2018 ACM-ICPC World Finals Gym-102482H Single Cut of Failure
题目传送门
分析:
(被吊打的日子开始了。。。)
首先要发现一个奇妙的结论,由于一条线两端会在矩形两个不同的边界上,于是我们切两条对角线,一定能够切掉所有线
所以答案不会超过2。。
于是我们开始考虑所有线能不能一刀切
我们把矩形拆开看做数轴
进行这样的转换之后,我们实际上是要求一个区间,使得这个区间与所有蓝色区间有交,但是不包含任何一个区间
相当于只能包含每一个蓝色区间恰好一个端点
用两个点向右单调移动,打个标记即可维护
就是转化时的输入输出有点恶心2333
#include<cstdio>
#include<cmath>
#include<cstring>
#include<algorithm>
#include<vector>
#define maxn 5000005
#define MOD 998244353
using namespace std;
inline int getint()
{
int num=0,flag=1;char c;
while((c=getchar())<'0'||c>'9')if(c=='-')flag=-1;
while(c>='0'&&c<='9')num=num*10+c-48,c=getchar();
return num*flag;
}
int n,W,H;
int col[maxn],Num[maxn];
int P1[maxn],P2[maxn];
int b[maxn],N;
bool vis[maxn];
int Sz;
inline int getnum(int x,int y)
{
if(!x)return y;
if(y==H)return H+x;
if(x==W)return 2*H+W-y;
if(!y)return 2*H+2*W-x;
return 0;
}
inline void print(int x)

◆ 提取材料 ◆
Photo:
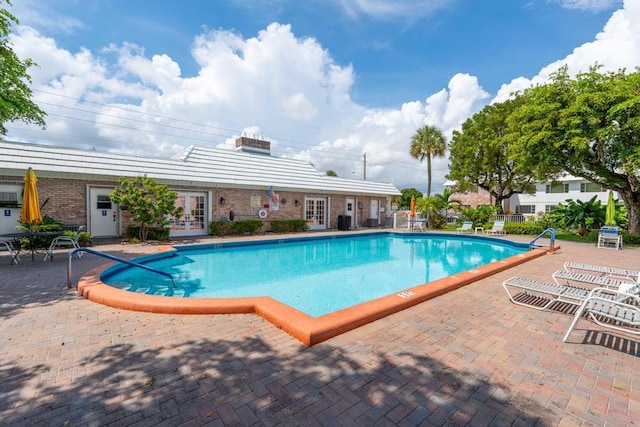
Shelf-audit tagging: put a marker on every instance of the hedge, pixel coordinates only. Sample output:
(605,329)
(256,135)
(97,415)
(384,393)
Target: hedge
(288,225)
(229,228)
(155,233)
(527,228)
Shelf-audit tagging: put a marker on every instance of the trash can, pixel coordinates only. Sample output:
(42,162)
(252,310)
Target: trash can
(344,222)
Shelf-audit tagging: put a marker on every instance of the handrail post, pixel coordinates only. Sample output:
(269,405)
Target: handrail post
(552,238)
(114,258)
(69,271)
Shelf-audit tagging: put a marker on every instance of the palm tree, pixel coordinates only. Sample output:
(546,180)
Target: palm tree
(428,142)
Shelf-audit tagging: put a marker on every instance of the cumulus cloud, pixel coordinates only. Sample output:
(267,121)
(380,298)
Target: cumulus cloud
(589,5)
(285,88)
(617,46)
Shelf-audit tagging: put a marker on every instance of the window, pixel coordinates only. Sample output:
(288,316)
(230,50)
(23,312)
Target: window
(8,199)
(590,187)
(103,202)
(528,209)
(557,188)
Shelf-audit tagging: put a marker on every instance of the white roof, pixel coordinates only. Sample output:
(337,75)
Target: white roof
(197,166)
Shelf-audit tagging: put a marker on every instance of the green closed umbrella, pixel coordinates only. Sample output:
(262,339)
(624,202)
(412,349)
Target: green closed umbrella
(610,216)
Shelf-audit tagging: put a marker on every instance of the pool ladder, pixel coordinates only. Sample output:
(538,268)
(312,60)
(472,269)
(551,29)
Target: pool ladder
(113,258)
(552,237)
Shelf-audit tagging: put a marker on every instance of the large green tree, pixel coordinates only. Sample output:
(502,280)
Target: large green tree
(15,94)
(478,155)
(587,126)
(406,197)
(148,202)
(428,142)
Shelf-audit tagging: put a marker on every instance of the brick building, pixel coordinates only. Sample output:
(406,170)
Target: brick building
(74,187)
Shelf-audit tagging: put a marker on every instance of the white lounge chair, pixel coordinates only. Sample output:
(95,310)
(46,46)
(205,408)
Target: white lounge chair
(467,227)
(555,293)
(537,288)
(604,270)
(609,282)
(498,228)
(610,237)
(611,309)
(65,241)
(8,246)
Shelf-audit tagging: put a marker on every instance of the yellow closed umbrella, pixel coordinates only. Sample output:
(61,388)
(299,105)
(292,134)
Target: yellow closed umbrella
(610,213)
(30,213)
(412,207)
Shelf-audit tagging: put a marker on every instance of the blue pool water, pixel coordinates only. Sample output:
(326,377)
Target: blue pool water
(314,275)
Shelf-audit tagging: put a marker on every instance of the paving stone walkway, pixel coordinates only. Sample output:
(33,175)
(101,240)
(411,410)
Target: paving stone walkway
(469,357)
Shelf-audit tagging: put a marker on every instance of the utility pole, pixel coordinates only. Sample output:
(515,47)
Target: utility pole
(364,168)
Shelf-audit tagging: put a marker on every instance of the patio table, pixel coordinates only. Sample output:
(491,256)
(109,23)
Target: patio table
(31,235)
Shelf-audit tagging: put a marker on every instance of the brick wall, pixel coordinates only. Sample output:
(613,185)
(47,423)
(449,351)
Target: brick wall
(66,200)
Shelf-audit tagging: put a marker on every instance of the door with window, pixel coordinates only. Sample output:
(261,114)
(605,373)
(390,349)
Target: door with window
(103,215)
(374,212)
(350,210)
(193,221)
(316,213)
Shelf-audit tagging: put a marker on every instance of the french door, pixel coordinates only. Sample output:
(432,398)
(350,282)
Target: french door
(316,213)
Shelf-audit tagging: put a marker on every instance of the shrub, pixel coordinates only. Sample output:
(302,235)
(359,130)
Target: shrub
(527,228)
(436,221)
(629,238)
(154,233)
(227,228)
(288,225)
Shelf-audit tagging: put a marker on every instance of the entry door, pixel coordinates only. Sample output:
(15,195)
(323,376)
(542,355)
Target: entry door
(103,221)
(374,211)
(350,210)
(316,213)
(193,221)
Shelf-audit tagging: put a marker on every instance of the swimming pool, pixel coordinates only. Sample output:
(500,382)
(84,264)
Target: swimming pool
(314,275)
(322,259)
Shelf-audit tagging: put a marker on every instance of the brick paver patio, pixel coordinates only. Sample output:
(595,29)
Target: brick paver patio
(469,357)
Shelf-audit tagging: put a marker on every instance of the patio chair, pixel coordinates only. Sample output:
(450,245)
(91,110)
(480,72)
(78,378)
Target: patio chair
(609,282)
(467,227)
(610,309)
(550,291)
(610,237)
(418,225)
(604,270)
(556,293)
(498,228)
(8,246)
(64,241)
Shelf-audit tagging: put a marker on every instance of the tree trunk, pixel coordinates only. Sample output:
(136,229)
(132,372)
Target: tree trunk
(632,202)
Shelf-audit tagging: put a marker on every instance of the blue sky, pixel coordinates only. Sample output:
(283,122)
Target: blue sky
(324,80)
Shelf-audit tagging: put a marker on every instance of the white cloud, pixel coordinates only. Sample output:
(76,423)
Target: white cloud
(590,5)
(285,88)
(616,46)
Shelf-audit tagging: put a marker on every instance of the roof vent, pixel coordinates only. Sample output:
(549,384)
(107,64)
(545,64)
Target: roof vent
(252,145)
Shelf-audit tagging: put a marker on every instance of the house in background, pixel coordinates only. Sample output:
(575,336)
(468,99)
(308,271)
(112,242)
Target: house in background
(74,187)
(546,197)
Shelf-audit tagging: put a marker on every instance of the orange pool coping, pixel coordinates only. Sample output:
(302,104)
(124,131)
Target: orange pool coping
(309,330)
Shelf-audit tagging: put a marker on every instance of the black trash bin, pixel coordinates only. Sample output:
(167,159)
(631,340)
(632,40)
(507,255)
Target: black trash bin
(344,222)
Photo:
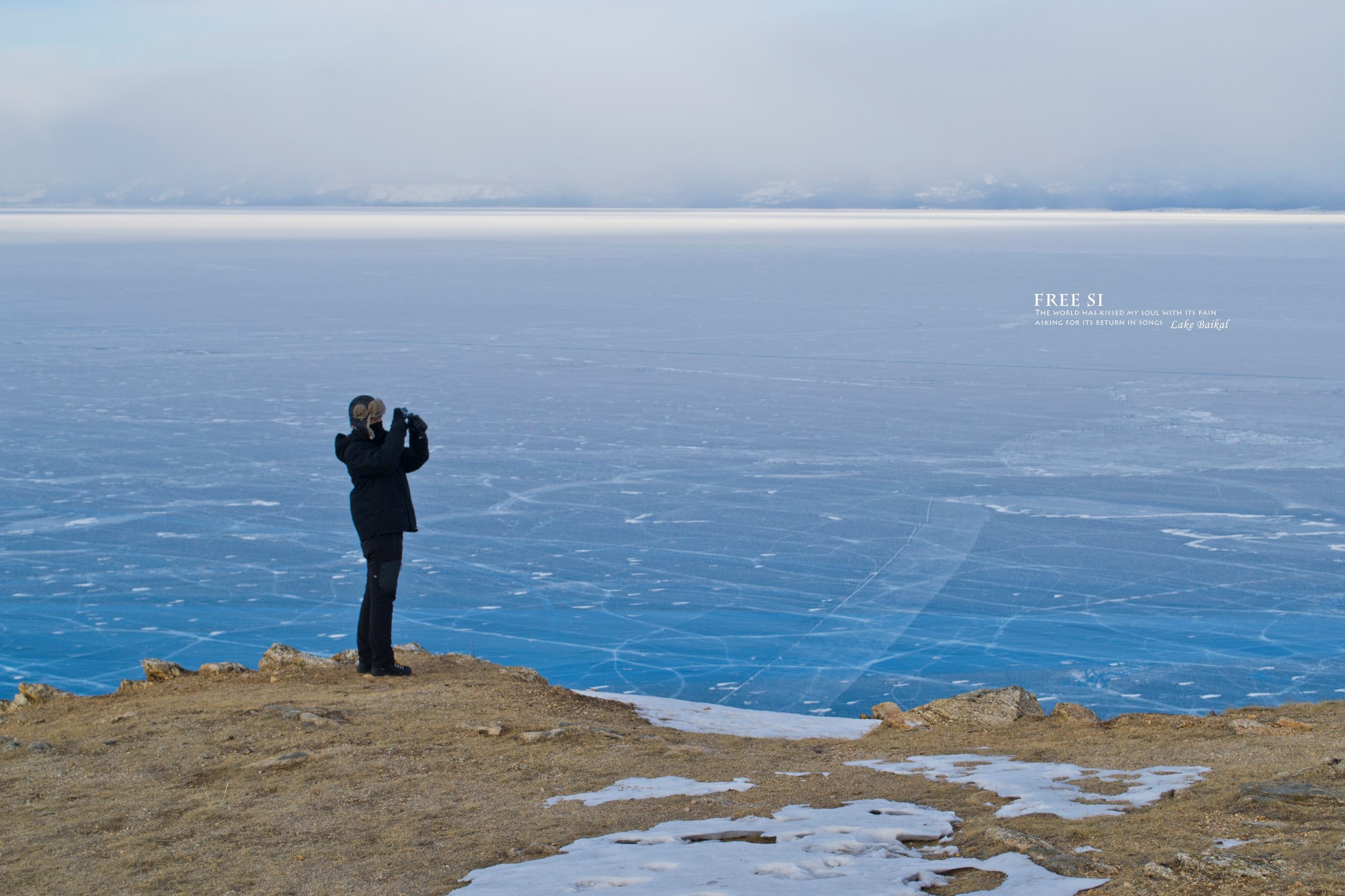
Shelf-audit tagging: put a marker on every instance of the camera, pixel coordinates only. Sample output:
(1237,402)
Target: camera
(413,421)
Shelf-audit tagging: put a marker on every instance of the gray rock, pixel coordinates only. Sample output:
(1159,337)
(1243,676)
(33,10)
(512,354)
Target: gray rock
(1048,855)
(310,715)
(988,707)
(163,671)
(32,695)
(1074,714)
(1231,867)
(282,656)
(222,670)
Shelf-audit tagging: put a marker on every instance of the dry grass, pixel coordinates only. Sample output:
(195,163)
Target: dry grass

◆ 任务 1 ◆
根据页面正文,判断下列三句话是否与之相符:(a) 答案不会超过2;(b) 作者把矩形拆开看做一个圆;(c) 代码中 maxn 被定义为 5000005。每句回答"是"或"否",并原样引用页面正文中起决定作用的字句。
◆ 任务 2 ◆
从页面正文停下的地方接着写下去。
这些记录与页面正文没有关系。

◆ 答案 1 ◆
(a) 是:"所以答案不会超过2"
(b) 否:"我们把矩形拆开看做数轴"
(c) 是:"#define maxn 5000005"

◆ 答案 2 ◆
{
if(x<=H)printf("%.1lf %.1lf",0.0,x*0.5);
else if(x<=H+W)printf("%.1lf %.1lf",(x-H)*0.5,H*0.5);
else if(x<=2*H+W)printf("%.1lf %.1lf",W*0.5,(2*H+W-x)*0.5);
else printf("%.1lf %.1lf",(2*W+2*H-x)*0.5,0.0);
}
int main()
{
n=getint(),W=getint()*2,H=getint()*2;
for(int i=1;i<=n;i++)
{
int x=getint()*2,y=getint()*2;
b[++N]=P1[i]=getnum(x,y),b[++N]=P1[i]+1;
x=getint()*2,y=getint()*2;
b[++N]=P2[i]=getnum(x,y),b[++N]=P2[i]+1;
}
sort(b+1,b+N+1),N=unique(b+1,b+N+1)-b-1;
for(int i=1;i<=n;i++)
{
int tmp=lower_bound(b+1,b+N+1,P1[i])-b;
col[tmp]=i,Num[tmp]=P1[i];
tmp=lower_bound(b+1,b+N+1,P2[i])-b;
col[tmp]=i,Num[tmp]=P2[i];
}
int now=2;
for(int i=2;i<=N;i+=2)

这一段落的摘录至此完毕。